### REQUIREMENTS
Can you rewrite the rows below with every "wooden" changed to "timber" and nothing else altered, omitting the pictures?
===== GIVEN RECORDS =====
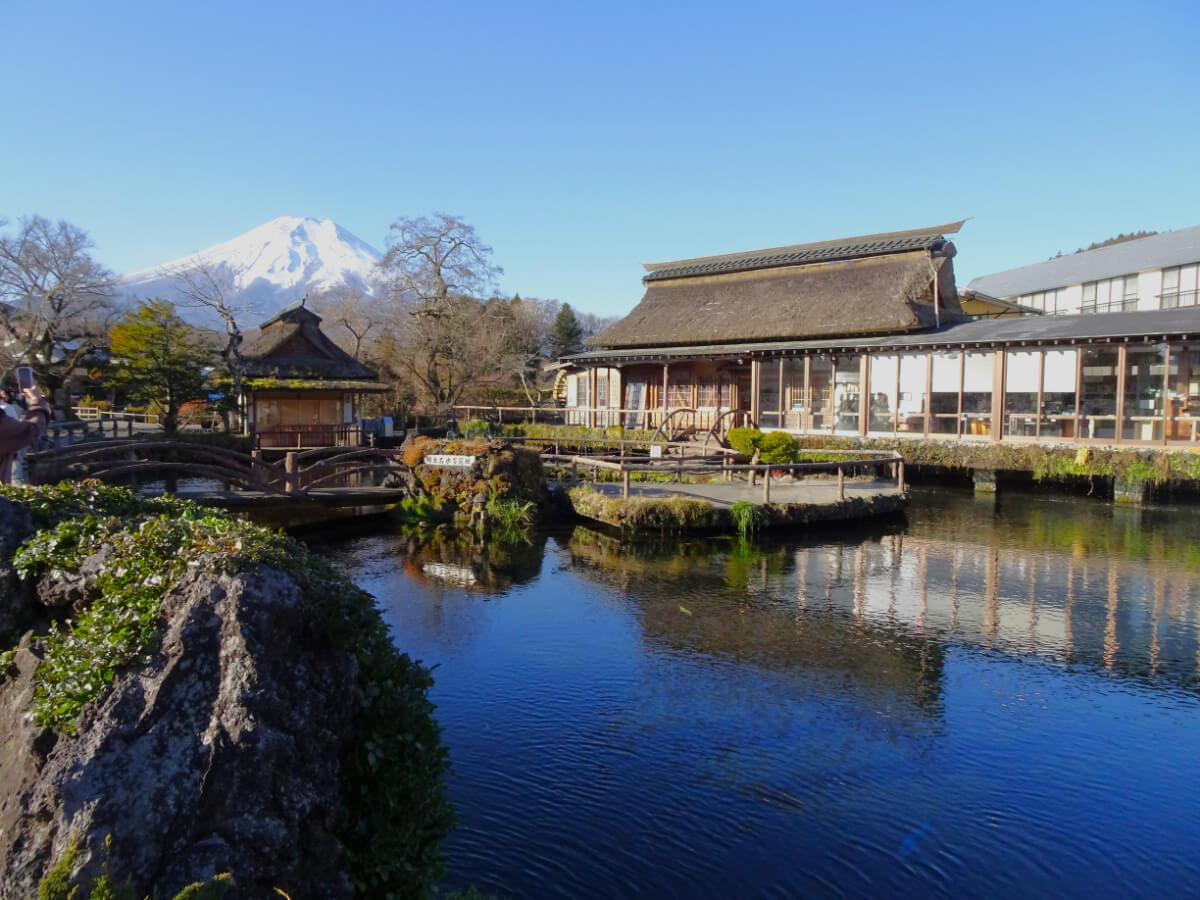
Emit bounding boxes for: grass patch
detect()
[730,500,767,538]
[0,482,454,896]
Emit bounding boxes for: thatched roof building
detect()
[587,222,962,349]
[242,300,384,391]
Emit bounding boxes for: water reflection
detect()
[568,492,1200,707]
[318,491,1200,898]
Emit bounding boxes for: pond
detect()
[316,488,1200,898]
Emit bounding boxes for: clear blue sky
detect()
[0,0,1200,314]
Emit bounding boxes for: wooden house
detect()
[242,300,388,449]
[565,222,1200,446]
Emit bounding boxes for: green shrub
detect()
[725,428,763,456]
[758,431,799,464]
[462,419,492,438]
[0,482,454,896]
[730,500,767,538]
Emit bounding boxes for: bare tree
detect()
[308,284,386,359]
[164,263,250,431]
[379,212,504,314]
[0,215,116,388]
[379,214,505,413]
[493,295,558,407]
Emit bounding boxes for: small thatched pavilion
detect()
[242,300,388,449]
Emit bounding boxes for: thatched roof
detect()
[242,300,378,383]
[642,220,966,282]
[586,254,962,348]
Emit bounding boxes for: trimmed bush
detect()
[725,428,762,456]
[758,431,799,464]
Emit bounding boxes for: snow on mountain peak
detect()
[121,216,382,326]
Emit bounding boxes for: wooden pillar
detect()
[750,359,762,427]
[587,366,596,428]
[800,356,812,432]
[1074,347,1091,440]
[858,353,871,437]
[283,450,299,493]
[1162,343,1174,446]
[1112,344,1128,444]
[991,347,1008,440]
[659,362,671,426]
[1033,349,1046,440]
[922,350,934,437]
[954,349,967,438]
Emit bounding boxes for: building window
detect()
[1158,263,1200,310]
[1016,288,1068,316]
[1080,275,1138,312]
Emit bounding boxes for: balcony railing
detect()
[1158,296,1200,310]
[254,422,362,450]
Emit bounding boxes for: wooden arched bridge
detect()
[25,439,409,505]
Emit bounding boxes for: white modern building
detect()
[967,226,1200,316]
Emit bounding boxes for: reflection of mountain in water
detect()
[568,527,942,712]
[570,492,1200,708]
[395,528,546,594]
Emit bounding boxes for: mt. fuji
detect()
[121,216,382,326]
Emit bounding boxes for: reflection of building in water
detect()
[569,527,943,719]
[794,534,1200,686]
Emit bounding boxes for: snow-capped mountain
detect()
[121,216,380,324]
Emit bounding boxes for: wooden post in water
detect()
=====
### ANSWER TO THE EXERCISE
Emit bounding boxes for: grass patch
detect()
[730,500,767,538]
[0,482,454,896]
Emit bounding boxes for: thatched roof building
detect()
[587,222,962,349]
[242,300,384,391]
Emit bounding boxes for: water reflection
detect()
[568,492,1200,707]
[318,491,1200,898]
Emit bounding boxes for: pond
detect()
[316,488,1200,898]
Emit bounding boxes for: clear blue sky
detect()
[0,0,1200,314]
Emit bounding boxes for: timber house
detect()
[242,300,388,449]
[565,222,1200,446]
Emit bounding boxes for: green shrub
detect()
[725,428,763,456]
[758,431,799,464]
[462,419,492,438]
[0,482,454,896]
[730,500,767,538]
Emit bounding boxes for: bare tree
detect()
[308,284,386,359]
[164,263,250,431]
[379,212,504,314]
[0,215,116,388]
[379,214,505,413]
[493,295,558,407]
Emit bounding boxes for: small thatched pavilion
detect()
[242,300,388,449]
Emit bounding boxes for: thatched roof
detect()
[242,300,378,383]
[642,220,966,282]
[586,254,962,348]
Emit bounding boxes for: trimmed bush
detect()
[725,428,762,456]
[758,431,799,464]
Emit bounding boxes for: snow on mountain peak
detect()
[121,216,382,326]
Emit bounding boxes for: timber pillar
detect()
[750,359,762,427]
[587,366,596,428]
[800,356,812,432]
[1074,347,1091,440]
[858,353,871,437]
[283,450,299,493]
[1162,343,1174,446]
[1112,344,1128,444]
[991,347,1008,440]
[659,362,671,426]
[1033,349,1046,440]
[922,350,934,437]
[954,349,967,438]
Emit bounding boxes for: building window
detect()
[1158,263,1200,310]
[1016,288,1068,316]
[1080,275,1138,312]
Emit bounding boxes for: balcony railing
detect()
[1158,296,1200,310]
[254,422,362,450]
Emit bounding boxes for: timber arched bridge
detect()
[25,439,409,505]
Emit bounding boxes for: white modern building
detect()
[967,226,1200,316]
Emit bounding boxes for: reflection of mountain in water
detect()
[568,527,942,712]
[570,492,1200,708]
[395,528,546,594]
Emit bounding boxes for: mt. fuji
detect()
[121,216,382,326]
Emit bounding boxes for: reflection of building in water
detect()
[569,527,943,719]
[794,534,1200,686]
Emit bounding boxes for: snow-capped mountain
detect()
[121,216,380,324]
Emit bounding boxes for: timber post in water
detect()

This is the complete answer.